• _Exercise_
Each line below should be written out again without any change.

• _Provided material_
□ □ □

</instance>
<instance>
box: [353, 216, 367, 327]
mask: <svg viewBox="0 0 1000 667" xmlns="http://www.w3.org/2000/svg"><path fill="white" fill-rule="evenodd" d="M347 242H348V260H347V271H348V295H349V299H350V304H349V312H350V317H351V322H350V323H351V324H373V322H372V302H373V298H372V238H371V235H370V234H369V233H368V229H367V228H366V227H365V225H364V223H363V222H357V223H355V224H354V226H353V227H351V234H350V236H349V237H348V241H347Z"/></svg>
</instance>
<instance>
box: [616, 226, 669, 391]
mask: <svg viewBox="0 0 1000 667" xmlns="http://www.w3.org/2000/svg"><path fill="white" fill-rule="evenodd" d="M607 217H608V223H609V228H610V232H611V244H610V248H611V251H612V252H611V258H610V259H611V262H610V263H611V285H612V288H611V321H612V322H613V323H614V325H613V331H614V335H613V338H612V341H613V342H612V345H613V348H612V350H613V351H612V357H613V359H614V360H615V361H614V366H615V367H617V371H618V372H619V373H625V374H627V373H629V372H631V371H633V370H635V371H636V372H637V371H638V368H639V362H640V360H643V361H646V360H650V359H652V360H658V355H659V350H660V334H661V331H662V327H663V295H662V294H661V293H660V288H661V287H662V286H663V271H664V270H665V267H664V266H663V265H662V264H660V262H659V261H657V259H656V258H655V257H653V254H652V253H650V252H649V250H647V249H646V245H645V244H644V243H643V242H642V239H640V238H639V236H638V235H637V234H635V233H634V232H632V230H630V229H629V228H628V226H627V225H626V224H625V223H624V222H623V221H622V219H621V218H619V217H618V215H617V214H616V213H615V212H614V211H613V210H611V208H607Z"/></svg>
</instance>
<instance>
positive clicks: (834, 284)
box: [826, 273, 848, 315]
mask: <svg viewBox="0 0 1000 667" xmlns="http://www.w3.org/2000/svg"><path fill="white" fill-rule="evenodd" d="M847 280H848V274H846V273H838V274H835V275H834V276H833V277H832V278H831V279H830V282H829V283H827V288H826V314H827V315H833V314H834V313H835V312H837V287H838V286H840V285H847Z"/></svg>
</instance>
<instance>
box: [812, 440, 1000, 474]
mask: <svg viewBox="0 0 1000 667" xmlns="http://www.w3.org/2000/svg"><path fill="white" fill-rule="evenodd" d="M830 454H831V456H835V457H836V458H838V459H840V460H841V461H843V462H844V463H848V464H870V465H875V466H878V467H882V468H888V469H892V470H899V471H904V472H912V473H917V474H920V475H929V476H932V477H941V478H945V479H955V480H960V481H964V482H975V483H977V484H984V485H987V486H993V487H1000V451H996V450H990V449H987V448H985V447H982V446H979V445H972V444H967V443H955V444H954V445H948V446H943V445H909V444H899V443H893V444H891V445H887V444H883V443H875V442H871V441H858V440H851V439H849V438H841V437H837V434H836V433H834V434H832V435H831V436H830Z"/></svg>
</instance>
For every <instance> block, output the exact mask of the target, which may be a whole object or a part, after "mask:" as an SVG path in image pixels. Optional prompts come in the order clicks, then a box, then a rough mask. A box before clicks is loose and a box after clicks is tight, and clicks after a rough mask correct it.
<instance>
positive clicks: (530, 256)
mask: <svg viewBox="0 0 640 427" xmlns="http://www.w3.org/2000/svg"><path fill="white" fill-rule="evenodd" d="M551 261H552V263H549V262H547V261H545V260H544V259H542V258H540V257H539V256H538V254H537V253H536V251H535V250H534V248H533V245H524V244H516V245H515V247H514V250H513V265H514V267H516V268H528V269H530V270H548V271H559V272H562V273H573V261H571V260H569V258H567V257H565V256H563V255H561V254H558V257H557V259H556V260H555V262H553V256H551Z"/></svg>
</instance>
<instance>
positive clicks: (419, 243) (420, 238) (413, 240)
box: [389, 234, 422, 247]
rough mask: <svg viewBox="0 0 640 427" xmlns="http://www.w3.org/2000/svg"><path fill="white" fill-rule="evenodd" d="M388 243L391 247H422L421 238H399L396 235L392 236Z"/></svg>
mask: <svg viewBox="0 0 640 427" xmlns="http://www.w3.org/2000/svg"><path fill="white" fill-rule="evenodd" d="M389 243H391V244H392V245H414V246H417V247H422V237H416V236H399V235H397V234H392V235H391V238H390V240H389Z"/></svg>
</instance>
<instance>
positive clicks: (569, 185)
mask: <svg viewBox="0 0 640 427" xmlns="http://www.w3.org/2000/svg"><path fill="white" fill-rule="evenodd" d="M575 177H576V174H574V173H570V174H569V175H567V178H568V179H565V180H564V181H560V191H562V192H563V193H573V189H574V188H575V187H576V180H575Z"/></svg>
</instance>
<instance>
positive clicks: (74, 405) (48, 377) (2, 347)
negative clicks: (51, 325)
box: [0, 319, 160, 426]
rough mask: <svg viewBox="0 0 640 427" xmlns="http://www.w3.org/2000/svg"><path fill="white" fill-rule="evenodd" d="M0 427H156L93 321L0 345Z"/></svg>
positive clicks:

□ □ □

• _Solution for this exercise_
</instance>
<instance>
box: [353, 216, 367, 327]
mask: <svg viewBox="0 0 1000 667" xmlns="http://www.w3.org/2000/svg"><path fill="white" fill-rule="evenodd" d="M347 242H348V260H347V271H348V295H349V299H350V304H349V312H350V317H351V322H350V323H351V324H373V322H372V302H373V298H372V238H371V235H370V234H369V233H368V229H367V228H366V227H365V225H364V223H363V222H357V223H355V224H354V226H353V227H351V234H350V236H349V237H348V241H347Z"/></svg>
</instance>
<instance>
box: [616, 226, 669, 391]
mask: <svg viewBox="0 0 1000 667" xmlns="http://www.w3.org/2000/svg"><path fill="white" fill-rule="evenodd" d="M607 217H608V223H609V228H610V232H611V244H610V248H611V251H612V252H611V258H610V259H611V262H610V263H611V285H612V288H611V321H612V322H613V323H614V325H613V331H614V335H613V338H612V341H613V342H612V345H613V348H612V350H613V351H612V357H613V359H614V360H615V361H614V366H615V367H617V371H618V372H619V373H625V374H627V373H629V372H631V371H633V370H635V371H636V372H637V371H638V368H639V362H640V360H643V361H646V360H650V359H652V360H658V355H659V350H660V334H661V331H662V327H663V295H662V294H661V293H660V288H661V287H662V286H663V271H664V270H665V267H664V266H663V265H662V264H660V262H659V261H657V259H656V258H655V257H653V254H652V253H650V252H649V250H647V249H646V245H645V244H644V243H643V242H642V239H640V238H639V236H638V235H637V234H635V233H634V232H632V230H630V229H629V228H628V226H627V225H626V224H625V223H624V222H623V221H622V219H621V218H619V217H618V215H617V214H616V213H615V212H614V211H613V210H611V208H607Z"/></svg>
</instance>
<instance>
positive clicks: (834, 284)
box: [826, 273, 848, 315]
mask: <svg viewBox="0 0 1000 667" xmlns="http://www.w3.org/2000/svg"><path fill="white" fill-rule="evenodd" d="M847 280H848V274H846V273H838V274H835V275H834V276H833V277H832V278H831V279H830V282H829V283H827V288H826V314H827V315H833V314H834V313H835V312H837V287H838V286H840V285H847Z"/></svg>
</instance>
<instance>
box: [812, 440, 1000, 474]
mask: <svg viewBox="0 0 1000 667" xmlns="http://www.w3.org/2000/svg"><path fill="white" fill-rule="evenodd" d="M830 454H831V456H835V457H836V458H838V459H840V460H841V461H843V462H844V463H848V464H870V465H875V466H878V467H882V468H888V469H892V470H899V471H904V472H912V473H917V474H920V475H929V476H932V477H941V478H945V479H955V480H960V481H964V482H975V483H977V484H984V485H987V486H993V487H1000V451H996V450H990V449H987V448H985V447H982V446H979V445H972V444H967V443H955V444H954V445H948V446H943V445H909V444H899V443H893V444H891V445H887V444H883V443H875V442H871V441H858V440H851V439H849V438H841V437H837V434H836V433H834V434H832V435H831V436H830Z"/></svg>
</instance>
For every <instance> block, output the exact mask of the target, which may be a whole object or a part, after "mask:" as an SVG path in image pixels. Optional prompts come in the order clicks, then a box, then a rough mask. A box before clicks is loose and a box after clicks is tight, and clicks after a rough mask correct it.
<instance>
positive clicks: (530, 256)
mask: <svg viewBox="0 0 640 427" xmlns="http://www.w3.org/2000/svg"><path fill="white" fill-rule="evenodd" d="M551 261H552V263H549V262H547V261H545V260H544V259H542V258H540V257H539V256H538V254H537V253H536V251H535V250H534V248H533V245H524V244H516V245H515V247H514V250H513V265H514V267H516V268H528V269H530V270H548V271H559V272H562V273H573V261H571V260H569V258H567V257H565V256H563V255H561V254H558V257H557V259H556V260H555V262H553V256H551Z"/></svg>
</instance>
<instance>
positive clicks: (419, 243) (420, 238) (413, 240)
box: [389, 234, 422, 247]
rough mask: <svg viewBox="0 0 640 427" xmlns="http://www.w3.org/2000/svg"><path fill="white" fill-rule="evenodd" d="M388 243L391 247H422L421 238H399L396 235L392 236Z"/></svg>
mask: <svg viewBox="0 0 640 427" xmlns="http://www.w3.org/2000/svg"><path fill="white" fill-rule="evenodd" d="M389 243H391V244H392V245H414V246H417V247H422V237H416V236H399V235H397V234H392V235H391V238H390V240H389Z"/></svg>
</instance>
<instance>
positive clicks: (569, 185)
mask: <svg viewBox="0 0 640 427" xmlns="http://www.w3.org/2000/svg"><path fill="white" fill-rule="evenodd" d="M575 177H576V174H574V173H570V174H569V175H567V178H568V179H565V180H564V181H560V191H562V192H563V193H573V189H574V188H575V187H576V180H575Z"/></svg>
</instance>
<instance>
positive clicks: (74, 405) (48, 377) (2, 347)
negative clicks: (51, 325)
box: [0, 319, 160, 426]
rough mask: <svg viewBox="0 0 640 427" xmlns="http://www.w3.org/2000/svg"><path fill="white" fill-rule="evenodd" d="M0 427H156L93 321L0 345Z"/></svg>
positive clicks:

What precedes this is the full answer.